# Entries from a dataset
-- Start --
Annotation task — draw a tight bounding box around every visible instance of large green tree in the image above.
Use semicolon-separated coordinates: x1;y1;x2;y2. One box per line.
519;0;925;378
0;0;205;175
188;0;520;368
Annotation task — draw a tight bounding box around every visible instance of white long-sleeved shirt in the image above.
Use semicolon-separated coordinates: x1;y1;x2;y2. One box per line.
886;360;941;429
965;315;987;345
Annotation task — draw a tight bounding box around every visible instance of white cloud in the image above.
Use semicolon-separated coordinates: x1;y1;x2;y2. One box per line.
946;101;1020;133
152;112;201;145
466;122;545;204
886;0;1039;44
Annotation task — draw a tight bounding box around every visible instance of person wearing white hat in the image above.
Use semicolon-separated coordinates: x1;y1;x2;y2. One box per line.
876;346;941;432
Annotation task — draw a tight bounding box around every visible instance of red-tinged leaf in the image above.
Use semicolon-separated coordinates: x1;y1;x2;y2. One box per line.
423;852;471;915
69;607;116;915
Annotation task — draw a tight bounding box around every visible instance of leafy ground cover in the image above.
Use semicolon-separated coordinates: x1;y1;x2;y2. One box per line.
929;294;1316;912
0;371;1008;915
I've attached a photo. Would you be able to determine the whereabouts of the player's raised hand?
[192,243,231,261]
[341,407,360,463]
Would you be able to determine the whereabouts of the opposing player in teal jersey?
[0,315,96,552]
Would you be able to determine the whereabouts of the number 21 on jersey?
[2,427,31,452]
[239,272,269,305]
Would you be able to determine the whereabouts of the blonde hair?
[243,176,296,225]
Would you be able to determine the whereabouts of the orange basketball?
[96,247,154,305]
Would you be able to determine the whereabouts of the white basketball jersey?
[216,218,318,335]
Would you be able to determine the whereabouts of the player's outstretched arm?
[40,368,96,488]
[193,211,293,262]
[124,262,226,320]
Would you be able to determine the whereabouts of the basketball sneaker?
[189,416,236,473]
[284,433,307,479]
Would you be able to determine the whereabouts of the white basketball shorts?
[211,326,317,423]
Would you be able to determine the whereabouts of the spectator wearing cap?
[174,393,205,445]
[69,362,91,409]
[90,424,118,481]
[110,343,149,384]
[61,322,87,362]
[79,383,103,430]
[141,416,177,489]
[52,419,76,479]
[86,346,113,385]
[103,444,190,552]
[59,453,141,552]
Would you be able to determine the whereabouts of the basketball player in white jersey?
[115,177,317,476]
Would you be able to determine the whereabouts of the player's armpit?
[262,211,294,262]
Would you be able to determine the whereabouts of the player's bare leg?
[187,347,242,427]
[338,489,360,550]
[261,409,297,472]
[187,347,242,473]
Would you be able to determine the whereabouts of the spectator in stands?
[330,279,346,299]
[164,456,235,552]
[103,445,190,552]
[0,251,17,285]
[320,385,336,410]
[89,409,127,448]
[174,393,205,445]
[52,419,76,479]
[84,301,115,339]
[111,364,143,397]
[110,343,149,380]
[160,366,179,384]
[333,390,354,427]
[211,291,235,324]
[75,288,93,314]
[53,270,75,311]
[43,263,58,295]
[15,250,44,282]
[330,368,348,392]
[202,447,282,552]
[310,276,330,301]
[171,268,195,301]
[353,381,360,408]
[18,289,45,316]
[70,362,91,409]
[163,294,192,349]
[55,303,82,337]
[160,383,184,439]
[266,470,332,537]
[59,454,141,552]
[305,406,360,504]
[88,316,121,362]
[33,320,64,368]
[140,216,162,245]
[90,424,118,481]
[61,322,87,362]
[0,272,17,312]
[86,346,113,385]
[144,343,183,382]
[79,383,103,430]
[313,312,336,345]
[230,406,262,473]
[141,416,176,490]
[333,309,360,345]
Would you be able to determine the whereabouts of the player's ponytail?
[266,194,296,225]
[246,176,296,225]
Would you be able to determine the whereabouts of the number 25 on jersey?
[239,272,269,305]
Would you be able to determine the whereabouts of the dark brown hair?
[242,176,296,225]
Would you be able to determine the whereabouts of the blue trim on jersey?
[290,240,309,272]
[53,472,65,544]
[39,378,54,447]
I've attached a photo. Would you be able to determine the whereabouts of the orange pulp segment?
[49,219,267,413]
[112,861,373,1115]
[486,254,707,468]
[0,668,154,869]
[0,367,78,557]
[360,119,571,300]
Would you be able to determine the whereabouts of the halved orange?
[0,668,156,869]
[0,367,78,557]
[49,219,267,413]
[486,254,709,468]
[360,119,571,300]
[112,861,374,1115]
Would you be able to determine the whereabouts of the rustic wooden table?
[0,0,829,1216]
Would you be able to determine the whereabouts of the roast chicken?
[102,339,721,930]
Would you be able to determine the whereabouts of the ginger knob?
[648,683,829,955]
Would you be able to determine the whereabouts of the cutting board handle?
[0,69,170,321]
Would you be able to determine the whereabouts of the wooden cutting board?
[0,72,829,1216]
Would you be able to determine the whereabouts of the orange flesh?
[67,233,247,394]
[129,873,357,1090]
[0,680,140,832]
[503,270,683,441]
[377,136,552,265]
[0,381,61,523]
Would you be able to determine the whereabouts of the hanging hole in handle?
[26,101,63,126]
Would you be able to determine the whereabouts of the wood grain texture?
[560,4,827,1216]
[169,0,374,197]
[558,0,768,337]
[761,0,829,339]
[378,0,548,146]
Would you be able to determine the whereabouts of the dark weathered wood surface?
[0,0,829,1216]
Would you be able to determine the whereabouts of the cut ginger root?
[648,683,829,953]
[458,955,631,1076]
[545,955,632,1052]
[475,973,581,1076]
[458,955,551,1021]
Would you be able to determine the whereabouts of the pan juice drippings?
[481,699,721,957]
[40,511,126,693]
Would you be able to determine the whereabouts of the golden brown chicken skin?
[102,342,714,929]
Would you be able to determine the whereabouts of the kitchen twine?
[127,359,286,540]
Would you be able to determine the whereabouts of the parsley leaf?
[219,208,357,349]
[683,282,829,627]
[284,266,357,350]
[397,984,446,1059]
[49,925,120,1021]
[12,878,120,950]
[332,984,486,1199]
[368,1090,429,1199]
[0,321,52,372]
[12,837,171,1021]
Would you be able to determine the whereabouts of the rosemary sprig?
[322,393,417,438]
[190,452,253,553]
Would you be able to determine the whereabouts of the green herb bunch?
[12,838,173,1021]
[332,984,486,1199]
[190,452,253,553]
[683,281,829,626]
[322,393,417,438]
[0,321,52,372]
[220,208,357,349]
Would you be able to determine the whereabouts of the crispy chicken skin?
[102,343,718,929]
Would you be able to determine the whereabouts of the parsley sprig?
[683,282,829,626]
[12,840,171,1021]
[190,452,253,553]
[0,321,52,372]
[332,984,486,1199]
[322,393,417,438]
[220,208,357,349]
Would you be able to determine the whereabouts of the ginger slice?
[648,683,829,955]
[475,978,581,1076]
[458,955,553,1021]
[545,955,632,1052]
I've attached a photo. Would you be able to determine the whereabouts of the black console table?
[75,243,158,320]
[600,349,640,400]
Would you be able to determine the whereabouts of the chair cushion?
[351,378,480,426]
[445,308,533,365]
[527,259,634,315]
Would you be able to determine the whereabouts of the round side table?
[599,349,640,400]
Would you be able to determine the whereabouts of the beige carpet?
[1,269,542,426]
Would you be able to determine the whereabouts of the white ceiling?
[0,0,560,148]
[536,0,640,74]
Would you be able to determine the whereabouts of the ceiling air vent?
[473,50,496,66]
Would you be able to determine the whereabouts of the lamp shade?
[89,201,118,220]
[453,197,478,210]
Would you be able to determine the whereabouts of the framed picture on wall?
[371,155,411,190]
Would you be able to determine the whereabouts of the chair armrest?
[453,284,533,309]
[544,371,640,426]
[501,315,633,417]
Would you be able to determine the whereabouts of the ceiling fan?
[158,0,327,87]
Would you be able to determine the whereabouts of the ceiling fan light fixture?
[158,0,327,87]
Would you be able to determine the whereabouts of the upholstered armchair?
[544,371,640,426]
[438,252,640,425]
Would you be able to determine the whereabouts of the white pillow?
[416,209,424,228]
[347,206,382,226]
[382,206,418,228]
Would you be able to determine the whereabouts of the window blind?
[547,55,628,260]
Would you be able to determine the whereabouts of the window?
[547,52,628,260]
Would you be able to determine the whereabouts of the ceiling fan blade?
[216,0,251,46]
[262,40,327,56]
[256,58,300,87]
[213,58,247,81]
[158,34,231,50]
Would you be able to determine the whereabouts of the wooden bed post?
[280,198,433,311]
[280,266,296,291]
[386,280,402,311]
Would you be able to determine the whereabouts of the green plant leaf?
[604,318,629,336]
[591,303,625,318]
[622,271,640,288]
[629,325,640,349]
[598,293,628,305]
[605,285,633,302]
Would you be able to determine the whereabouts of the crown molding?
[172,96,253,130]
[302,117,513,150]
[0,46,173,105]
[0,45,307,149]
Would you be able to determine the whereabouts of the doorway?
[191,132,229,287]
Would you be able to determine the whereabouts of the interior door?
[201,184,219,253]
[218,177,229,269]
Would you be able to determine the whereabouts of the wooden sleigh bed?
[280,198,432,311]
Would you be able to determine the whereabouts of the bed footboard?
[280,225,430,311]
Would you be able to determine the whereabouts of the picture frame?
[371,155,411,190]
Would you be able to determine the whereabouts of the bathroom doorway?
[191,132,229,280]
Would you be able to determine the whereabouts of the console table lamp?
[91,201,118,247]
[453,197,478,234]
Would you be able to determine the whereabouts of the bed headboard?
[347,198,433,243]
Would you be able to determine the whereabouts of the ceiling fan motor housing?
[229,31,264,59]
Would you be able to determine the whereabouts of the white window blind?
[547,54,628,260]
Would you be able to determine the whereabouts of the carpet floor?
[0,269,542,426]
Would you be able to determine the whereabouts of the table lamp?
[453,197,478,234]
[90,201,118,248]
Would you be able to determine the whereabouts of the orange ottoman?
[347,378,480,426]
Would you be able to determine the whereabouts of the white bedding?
-- End --
# PROBLEM TO WORK ON
Please reproduce the items from the very first line down through the line containing "69;607;116;915", swapping "Annotation task" for "Labeling task" and keeping everything else the same.

# EXERCISE ANSWER
Labeling task — draw a tight bounding box around every visible instance of large green tree in the image above.
Use semicolon-separated coordinates: x1;y1;x2;y2. One box per line.
519;0;925;378
0;0;205;175
188;0;520;368
Labeling task — draw a tight bounding box around every visible instance of white long-sleeved shirt in the image above.
Use semicolon-separated coordinates: x1;y1;x2;y2. One box per line.
886;360;941;429
965;315;987;345
Labeling task — draw a tight bounding box around every visible instance of white cloud in the image above.
Use semicolon-separated coordinates: x1;y1;x2;y2. One box per line.
946;101;1020;133
152;112;201;145
466;122;545;204
886;0;1039;44
Labeling task — draw a tight bounding box around every visible instance of person wearing white hat in the image above.
Use semicolon-separated coordinates: x1;y1;x2;y2. One box per line.
876;346;941;432
Labeling task — draw a tight bounding box around every visible instance of red-tinged leaf in the image above.
Use semicolon-separated coordinates: x1;y1;x2;y2. One box per line.
423;852;471;915
69;607;116;915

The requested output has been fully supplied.